# LEDs in place of City Lights on Mk4 Golf...



## three37 (May 10, 2002)

Thought I would share...








Bought some LED replacements for the 194 bulb city lights in the Mk4 Golf headlight assembly. You can find them all over Ebay -- just search for "LED 194". I put the blue ones in first. Have amber and white as well -- just in case the police don't like the blue ones








More pictures are here: http://erik.vandermey.net/GTI-BlueCityLights/


----------



## SinoGTI (May 21, 2002)

*Re: LEDs in place of City Lights on Mk4 Golf... (three37)*

nice....
I love it... http://****************.com/smile/emthup.gif


----------



## nsingh9 (Jun 24, 2002)

*Re: LEDs in place of City Lights on Mk4 Golf... (three37)*

Nice look, pretty good price http://****************.com/smile/emthup.gif


----------



## GTiMark23 (Feb 12, 2002)

*Re: LEDs in place of City Lights on Mk4 Golf... (three37)*

Here's the URL on Ebay Fokes Check it out
http://search.ebay.com/search/searc...&SortProperty=MetaEndSort&query=LED+194+bulbs


----------



## GTiMark23 (Feb 12, 2002)

*Re: LEDs in place of City Lights on Mk4 Golf... (three37)*

Here's the URL on Ebay Fokes Check it out
http://search.ebay.com/search/searc...&SortProperty=MetaEndSort&query=LED+194+bulbs 
The bulbs look sharp Three37 hope the cops don't mess with u http://****************.com/smile/emthup.gif


----------



## Dakota (Apr 26, 2002)

*Re: LEDs in place of City Lights on Mk4 Golf... (GTiMark23)*

Probably a dumb question but are city lights the same thing as DRL's??
Dakota


----------



## HIDGolf (Aug 29, 2001)

*Re: LEDs in place of City Lights on Mk4 Golf... (Dakota)*

nope, city lights or more correctly called position lamps or sidelights by our limey friends across the pond, are white parking lamps that european cars have in europe, and some in the states. on you 337, they are in the high beam, the small lamp below the high beam. These allow the turn signal to flash brite off, brite off, and not brite dim brite dim, making the turn more noticable. The DRL is the low beam on about 80% power. on US VWs you cannot turn just the parking lamps on due to the switch, but you can get the euro switches which will allow you to do so.
email for more info.


----------



## TealB3Passat (Sep 12, 2001)

*Re: LEDs in place of City Lights on Mk4 Golf... (HIDGolf)*

Are side blinkers bulbs 194?????? i have hella side blinkers.....just curious if i could get these led's for them........???
What other bulbs.in a vw...are 194 stock???? rear lights,interior.....etc


----------



## PerL (Jan 9, 2001)

*Re: LEDs in place of City Lights on Mk4 Golf... (TealB3Passat)*

quote:[HR][/HR]Are side blinkers bulbs 194?????? i have hella side blinkers.....just curious if i could get these led's for them........???[HR][/HR]​Euro-spec NB's have LED side blinkers from the factory. None of the otehr VWs sold here (all German made) has those.

Data:

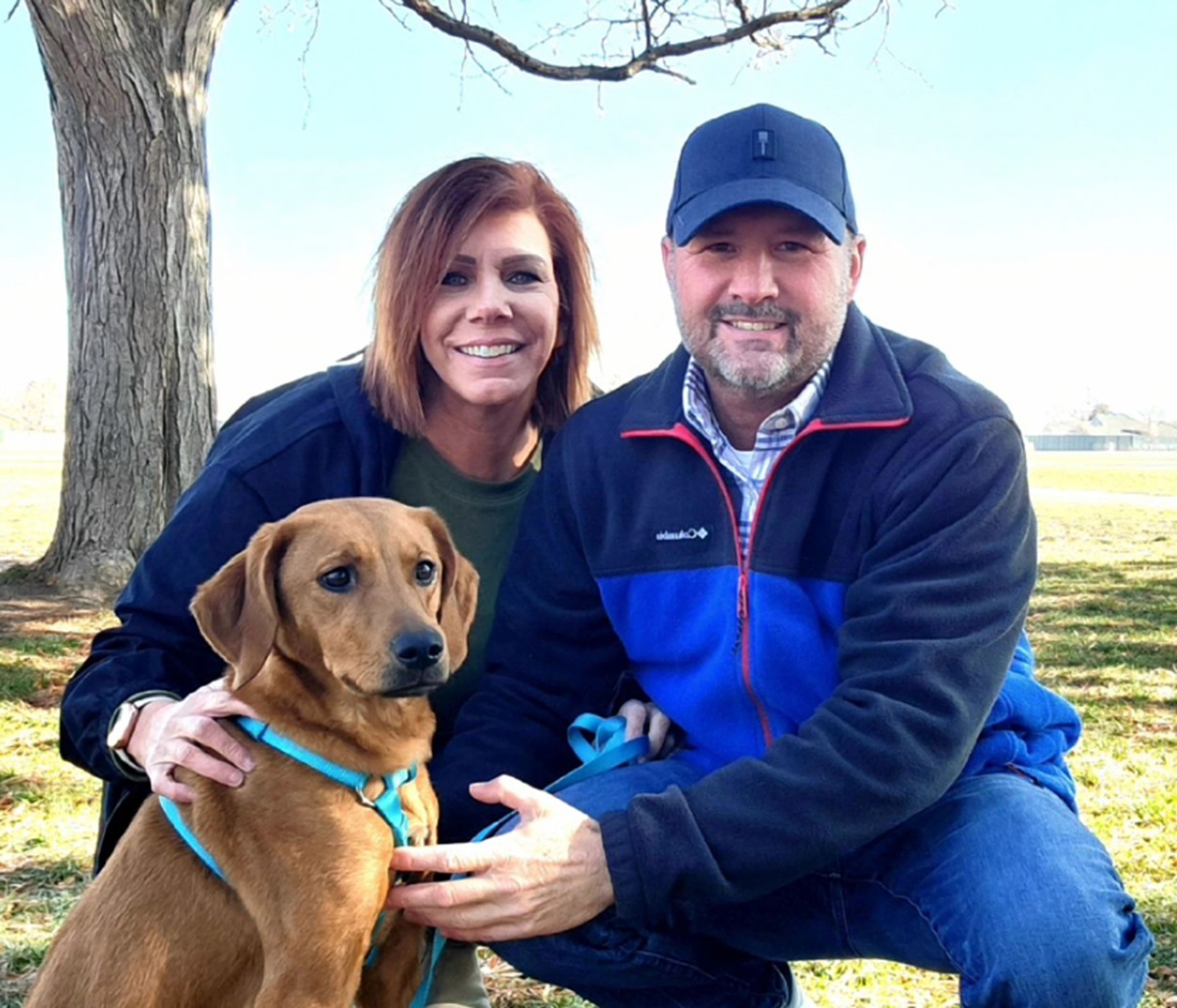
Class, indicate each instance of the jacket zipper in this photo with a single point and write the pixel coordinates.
(742, 643)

Your instructions: Reproduce the part of the forum thread on LED city lights that opens with the words "quote:[HR][/HR]Are side blinkers" and closes with "made) has those.", substituting "plant" for "factory".

Written answer:
quote:[HR][/HR]Are side blinkers bulbs 194?????? i have hella side blinkers.....just curious if i could get these led's for them........???[HR][/HR]​Euro-spec NB's have LED side blinkers from the plant. None of the otehr VWs sold here (all German made) has those.